Text extract
========

Preferably, the floor antenna electrode/s is/are arranged around a central region of the foot area, the central region being devoid of an antenna electrode, the central region being dimensioned and located in such a way that it accommodates for supporting a support leg of an auxiliary child seat placed on the seat. Some child seats have indeed a support leg that is supported by the compartment floor. In certain circumstances, this leg could cause significant capacitive coupling between the floor and the seat antenna electrodes and eventually give rise to a misclassification of seat occupancy.
Some of the antenna electrodes may be operable as transmitter antenna electrodes, while the other antenna electrodes may be operable as receiver antenna electrodes. Some or all of the antenna electrodes may also be operable as transmitter-receiver antenna electrodes. In a particular embodiment of the invention, the (at least one) floor antenna electrode is configured as transmitter antenna electrode, while the at least one seat antenna electrode is configured as receiver antenna electrode or as transmitter-receiver antenna electrode. Alternatively or additionally, the at least one floor antenna electrode may also be configured as receiver antenna electrode or as transmitter-receiver antenna electrode, while the at least one seat antenna electrode is configured as transmitter antenna electrode.

========

Given information
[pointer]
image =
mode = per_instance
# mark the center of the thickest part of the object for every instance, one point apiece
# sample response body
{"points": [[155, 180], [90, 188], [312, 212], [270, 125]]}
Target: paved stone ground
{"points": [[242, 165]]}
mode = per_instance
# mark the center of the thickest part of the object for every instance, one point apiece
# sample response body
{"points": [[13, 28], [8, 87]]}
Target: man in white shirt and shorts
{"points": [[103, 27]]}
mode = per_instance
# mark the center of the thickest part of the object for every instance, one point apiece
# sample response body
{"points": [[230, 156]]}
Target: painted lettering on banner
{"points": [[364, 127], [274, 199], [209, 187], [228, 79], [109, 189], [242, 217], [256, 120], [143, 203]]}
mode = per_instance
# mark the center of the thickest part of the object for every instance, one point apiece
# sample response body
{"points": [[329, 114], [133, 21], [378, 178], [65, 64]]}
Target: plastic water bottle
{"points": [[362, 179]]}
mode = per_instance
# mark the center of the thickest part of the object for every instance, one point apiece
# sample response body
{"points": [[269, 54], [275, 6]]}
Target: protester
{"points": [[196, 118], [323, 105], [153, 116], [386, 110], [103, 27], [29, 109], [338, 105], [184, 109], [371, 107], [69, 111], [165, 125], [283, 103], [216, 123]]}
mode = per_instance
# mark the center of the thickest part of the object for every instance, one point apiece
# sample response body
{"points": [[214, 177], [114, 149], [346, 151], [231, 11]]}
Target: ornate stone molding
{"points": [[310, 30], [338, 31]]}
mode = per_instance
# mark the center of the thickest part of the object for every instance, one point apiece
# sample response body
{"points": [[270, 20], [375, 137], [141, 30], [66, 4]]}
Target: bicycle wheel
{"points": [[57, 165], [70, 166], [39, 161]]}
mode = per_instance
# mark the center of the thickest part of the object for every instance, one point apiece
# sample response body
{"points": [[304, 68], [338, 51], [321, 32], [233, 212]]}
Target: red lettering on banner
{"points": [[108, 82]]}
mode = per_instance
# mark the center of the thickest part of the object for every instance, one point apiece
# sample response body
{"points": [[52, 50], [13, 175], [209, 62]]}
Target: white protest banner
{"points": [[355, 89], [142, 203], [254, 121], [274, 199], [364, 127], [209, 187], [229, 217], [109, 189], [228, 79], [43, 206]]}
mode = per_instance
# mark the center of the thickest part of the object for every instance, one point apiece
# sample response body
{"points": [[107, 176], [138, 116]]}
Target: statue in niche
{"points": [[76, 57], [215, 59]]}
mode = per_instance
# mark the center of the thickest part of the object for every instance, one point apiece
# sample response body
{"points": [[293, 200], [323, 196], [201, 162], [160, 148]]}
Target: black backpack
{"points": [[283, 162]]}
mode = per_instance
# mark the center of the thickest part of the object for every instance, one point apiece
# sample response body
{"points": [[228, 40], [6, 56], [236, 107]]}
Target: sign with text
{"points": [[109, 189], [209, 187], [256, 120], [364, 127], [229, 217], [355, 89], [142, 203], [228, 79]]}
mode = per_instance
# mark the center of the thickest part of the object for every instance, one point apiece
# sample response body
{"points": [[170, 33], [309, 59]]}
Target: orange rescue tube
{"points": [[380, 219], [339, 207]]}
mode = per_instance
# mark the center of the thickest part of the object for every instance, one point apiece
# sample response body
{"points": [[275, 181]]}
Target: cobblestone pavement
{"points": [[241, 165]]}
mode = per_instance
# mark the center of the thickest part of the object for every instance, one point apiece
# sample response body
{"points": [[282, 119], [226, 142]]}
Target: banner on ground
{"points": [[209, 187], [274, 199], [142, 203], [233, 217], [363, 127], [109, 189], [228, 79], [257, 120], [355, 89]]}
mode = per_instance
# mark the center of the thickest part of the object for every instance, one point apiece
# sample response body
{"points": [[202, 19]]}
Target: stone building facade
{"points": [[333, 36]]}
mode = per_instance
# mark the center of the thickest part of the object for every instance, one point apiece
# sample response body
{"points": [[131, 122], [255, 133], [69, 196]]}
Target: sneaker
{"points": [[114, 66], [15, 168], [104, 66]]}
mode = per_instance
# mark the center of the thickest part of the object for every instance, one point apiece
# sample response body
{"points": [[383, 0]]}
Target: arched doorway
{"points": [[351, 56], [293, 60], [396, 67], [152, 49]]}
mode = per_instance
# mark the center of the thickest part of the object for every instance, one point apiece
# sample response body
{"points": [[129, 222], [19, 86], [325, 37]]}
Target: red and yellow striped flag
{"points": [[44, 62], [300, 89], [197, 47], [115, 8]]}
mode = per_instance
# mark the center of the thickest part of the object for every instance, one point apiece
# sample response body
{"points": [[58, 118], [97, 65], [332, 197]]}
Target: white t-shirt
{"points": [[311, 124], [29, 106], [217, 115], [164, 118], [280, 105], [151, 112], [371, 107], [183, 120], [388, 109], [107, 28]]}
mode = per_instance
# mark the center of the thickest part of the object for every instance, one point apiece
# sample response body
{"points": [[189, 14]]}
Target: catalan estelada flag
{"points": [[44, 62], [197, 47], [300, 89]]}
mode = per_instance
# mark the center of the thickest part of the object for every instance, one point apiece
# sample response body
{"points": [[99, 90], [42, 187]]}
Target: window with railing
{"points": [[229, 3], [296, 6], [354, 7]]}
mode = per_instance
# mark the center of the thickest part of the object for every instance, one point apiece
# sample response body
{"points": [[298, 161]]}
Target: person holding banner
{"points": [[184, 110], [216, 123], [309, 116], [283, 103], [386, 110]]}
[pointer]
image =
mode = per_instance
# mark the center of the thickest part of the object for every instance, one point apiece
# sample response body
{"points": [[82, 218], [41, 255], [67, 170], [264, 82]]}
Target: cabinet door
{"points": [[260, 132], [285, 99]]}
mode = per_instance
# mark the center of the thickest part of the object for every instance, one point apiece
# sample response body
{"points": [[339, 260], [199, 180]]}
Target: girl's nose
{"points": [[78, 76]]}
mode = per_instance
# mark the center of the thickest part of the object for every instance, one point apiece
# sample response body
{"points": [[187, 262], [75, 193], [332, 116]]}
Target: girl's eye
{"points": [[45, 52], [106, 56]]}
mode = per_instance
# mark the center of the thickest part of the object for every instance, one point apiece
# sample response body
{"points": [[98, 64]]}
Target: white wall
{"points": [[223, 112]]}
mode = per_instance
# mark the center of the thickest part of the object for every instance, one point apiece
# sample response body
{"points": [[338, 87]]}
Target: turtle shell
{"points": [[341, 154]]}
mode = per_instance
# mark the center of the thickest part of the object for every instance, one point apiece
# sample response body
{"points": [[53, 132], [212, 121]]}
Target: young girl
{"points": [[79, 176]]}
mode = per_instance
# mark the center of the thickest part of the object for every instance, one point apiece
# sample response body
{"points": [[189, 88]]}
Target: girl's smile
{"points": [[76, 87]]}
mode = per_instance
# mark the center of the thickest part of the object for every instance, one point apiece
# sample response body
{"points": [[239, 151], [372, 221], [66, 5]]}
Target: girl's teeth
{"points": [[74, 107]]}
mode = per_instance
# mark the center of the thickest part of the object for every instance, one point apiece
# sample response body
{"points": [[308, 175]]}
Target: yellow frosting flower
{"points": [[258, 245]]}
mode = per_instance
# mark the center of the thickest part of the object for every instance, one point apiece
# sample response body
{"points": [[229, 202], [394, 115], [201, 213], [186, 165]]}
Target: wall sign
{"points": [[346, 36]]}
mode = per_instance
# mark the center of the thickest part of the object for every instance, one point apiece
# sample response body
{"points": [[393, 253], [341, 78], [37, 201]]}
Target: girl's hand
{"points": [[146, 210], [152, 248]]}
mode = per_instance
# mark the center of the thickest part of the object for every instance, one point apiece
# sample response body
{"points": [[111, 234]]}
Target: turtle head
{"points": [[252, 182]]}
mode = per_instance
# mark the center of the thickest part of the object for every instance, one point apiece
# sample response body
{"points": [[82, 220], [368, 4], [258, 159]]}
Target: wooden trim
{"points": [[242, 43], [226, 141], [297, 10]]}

========

Exercises to complete
A: In the antenna electrode text, what could the support leg of a child seat cause in certain circumstances?
B: Name every role the antenna electrode text says an antenna electrode can be operable as.
C: Carry on the antenna electrode text from its last sentence.

Responses per task
A: Significant capacitive coupling between the floor and seat antenna electrodes, which could eventually lead to a misclassification of seat occupancy.

B: Transmitter antenna electrode, receiver antenna electrode, transmitter-receiver antenna electrode

C:
The driver and evaluation circuit may comprise an alternating current generator for individually applying an AC signal to each transmitter or transmitter-receiver antenna electrode. For determining the capacitive coupling of a particular pair of transmitter and receiver antenna electrodes, the driver and evaluation circuit may further comprise a current detection circuit operatively connected to the receiver antenna electrode, which detects the current induced in the receiver antenna electrode by capacitive coupling with the transmitter antenna electrode.
In addition to detecting the capacitive coupling between two different antenna electrodes (coupling mode), the system may also provide for detecting the capacitive coupling between an antenna electrode and an occupant, e.g. an object, an animal or a human (loading mode). As will be appreciated, the driver and evaluation circuit may include means for individually determining capacitive coupling of each one of the antenna electrodes with an occupant placed on the seat and/or in the foot area. In this case, the current detector operatively connected to the antenna electrodes detects the current flowing into the antenna electrodes, which current varies in response to the occupancy state of the seat.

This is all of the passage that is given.